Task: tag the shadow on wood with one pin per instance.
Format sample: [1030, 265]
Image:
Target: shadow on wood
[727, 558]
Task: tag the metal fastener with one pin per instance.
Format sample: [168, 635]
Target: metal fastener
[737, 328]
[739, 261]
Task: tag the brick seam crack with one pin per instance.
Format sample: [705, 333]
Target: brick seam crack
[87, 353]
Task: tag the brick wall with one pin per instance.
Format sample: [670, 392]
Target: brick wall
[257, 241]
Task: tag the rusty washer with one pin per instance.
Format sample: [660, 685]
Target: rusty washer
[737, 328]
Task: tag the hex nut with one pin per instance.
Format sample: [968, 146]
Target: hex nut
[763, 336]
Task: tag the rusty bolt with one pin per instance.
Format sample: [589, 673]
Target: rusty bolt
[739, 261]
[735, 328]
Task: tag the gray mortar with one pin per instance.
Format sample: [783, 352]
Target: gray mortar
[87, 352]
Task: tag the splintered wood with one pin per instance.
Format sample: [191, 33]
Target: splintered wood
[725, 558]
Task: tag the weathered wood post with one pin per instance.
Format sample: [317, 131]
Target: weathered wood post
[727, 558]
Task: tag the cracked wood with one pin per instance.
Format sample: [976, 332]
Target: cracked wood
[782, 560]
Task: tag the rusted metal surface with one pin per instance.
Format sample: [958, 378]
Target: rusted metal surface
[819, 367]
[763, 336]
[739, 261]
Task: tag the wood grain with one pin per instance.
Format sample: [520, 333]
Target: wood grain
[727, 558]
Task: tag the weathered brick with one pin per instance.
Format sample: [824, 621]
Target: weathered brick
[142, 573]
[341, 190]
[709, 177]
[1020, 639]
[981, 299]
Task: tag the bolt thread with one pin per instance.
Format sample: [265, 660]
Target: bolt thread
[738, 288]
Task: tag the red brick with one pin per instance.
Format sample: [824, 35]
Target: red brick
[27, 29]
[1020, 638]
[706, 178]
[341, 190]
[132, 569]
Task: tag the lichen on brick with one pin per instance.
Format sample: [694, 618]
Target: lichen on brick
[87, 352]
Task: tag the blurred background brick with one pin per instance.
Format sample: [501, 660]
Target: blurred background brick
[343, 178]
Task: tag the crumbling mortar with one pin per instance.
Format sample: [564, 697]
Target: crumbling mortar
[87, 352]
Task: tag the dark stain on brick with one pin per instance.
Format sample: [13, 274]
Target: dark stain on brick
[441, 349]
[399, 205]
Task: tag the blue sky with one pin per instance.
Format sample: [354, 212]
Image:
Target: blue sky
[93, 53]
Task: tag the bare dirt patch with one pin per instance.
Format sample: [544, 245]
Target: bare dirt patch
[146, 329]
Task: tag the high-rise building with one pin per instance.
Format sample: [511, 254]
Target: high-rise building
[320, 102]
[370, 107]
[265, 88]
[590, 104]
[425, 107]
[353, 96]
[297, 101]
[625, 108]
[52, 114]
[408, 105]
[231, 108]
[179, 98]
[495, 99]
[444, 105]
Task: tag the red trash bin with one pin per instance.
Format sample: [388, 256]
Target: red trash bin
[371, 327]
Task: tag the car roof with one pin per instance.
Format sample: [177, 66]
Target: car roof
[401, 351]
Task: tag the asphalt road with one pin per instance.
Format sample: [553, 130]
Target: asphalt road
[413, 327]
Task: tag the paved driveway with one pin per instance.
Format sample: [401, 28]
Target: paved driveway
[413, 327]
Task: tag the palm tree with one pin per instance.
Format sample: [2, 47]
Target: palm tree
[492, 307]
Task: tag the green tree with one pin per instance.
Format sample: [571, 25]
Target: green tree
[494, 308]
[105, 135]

__________

▶ What to work on
Return every line of the material above verbatim, without any change.

▶ Solution below
Task: tag the shadow on wood with one pin per instance.
Format sample: [1030, 265]
Image:
Target: shadow on wood
[727, 558]
Task: tag the metal fastener with one pin per instance.
Format sample: [168, 635]
Target: metal fastener
[737, 328]
[739, 261]
Task: tag the brick seam crack with one pin per instance.
Format sample: [705, 333]
Target: brick seam crack
[87, 353]
Task: tag the brick wall with one pin per instance.
Format sample: [670, 392]
Target: brick wall
[257, 241]
Task: tag the rusty washer with one pin per instance.
Format sample: [660, 685]
Target: rusty washer
[737, 328]
Task: tag the hex nut with one pin per instance.
Format sample: [968, 146]
Target: hex nut
[763, 336]
Task: tag the rusty bolt with one pin per instance.
Format sample: [589, 673]
Target: rusty bolt
[739, 261]
[735, 328]
Task: tag the gray mortar with one pin per instance.
Format sample: [783, 352]
Target: gray mortar
[87, 352]
Task: tag the splintered wood with one pin per instance.
Format sample: [191, 33]
Target: splintered wood
[725, 558]
Task: tag the weathered wood post with one pin per instance.
Format sample: [317, 131]
Target: weathered wood post
[727, 558]
Task: tag the cracked wood with one pin per instance.
Format sample: [976, 332]
Target: cracked wood
[782, 560]
Task: tag the rusted metal surface with one pin per instance.
Format sample: [958, 378]
Target: rusted metal surface
[819, 367]
[763, 336]
[739, 261]
Task: tag the wood grain with one pin per instance.
Format sample: [520, 333]
Target: wood grain
[727, 558]
Task: tag the weathered brick with one pin per instance.
Format sample: [824, 621]
Target: weathered brick
[142, 573]
[341, 190]
[709, 177]
[1020, 639]
[981, 299]
Task: tag the bolt thread with one pin per instance.
Format sample: [265, 660]
Target: bolt thread
[738, 288]
Task: tag the red brick with one pin per instance.
Format sample: [824, 35]
Target: red brick
[27, 29]
[1020, 638]
[706, 178]
[341, 190]
[132, 569]
Task: tag the lichen on brick with one pin per instance.
Format sample: [694, 618]
Target: lichen on brick
[87, 352]
Task: tag the blurred background brick with one pin per instance.
Format sample: [501, 660]
Target: blurred background brick
[343, 178]
Task: tag the crumbling mortar with one pin per instance.
Format sample: [564, 697]
Target: crumbling mortar
[87, 352]
Task: tag the dark stain on brick with one pin per instance.
Format sample: [13, 274]
Target: dark stain on brick
[441, 349]
[399, 205]
Task: tag the blue sky with one pin per instance.
Format sample: [354, 212]
Image:
Target: blue sky
[93, 53]
Task: tag the bare dirt patch with one pin per instance.
Format sample: [544, 245]
Target: bare dirt patch
[146, 329]
Task: tag the high-rise building with one pin per instance.
Format sample: [511, 254]
Target: high-rise building
[320, 102]
[370, 107]
[265, 88]
[590, 104]
[425, 107]
[353, 96]
[297, 101]
[625, 108]
[52, 114]
[408, 105]
[231, 108]
[179, 98]
[495, 99]
[444, 105]
Task: tag the red trash bin with one pin per instance.
Format sample: [388, 256]
Target: red trash bin
[371, 327]
Task: tag the car roof with one pin per instance.
Format sample: [177, 66]
Target: car roof
[401, 351]
Task: tag the asphalt road with one pin per instance.
Format sample: [553, 130]
Target: asphalt road
[413, 327]
Task: tag the paved driveway with one pin per instance.
Format sample: [401, 28]
Target: paved driveway
[413, 327]
Task: tag the palm tree with one pin per instance.
Format sample: [2, 47]
Target: palm tree
[492, 307]
Task: tag the green tree with one pin per instance.
Format sample: [571, 25]
Target: green tree
[494, 308]
[105, 135]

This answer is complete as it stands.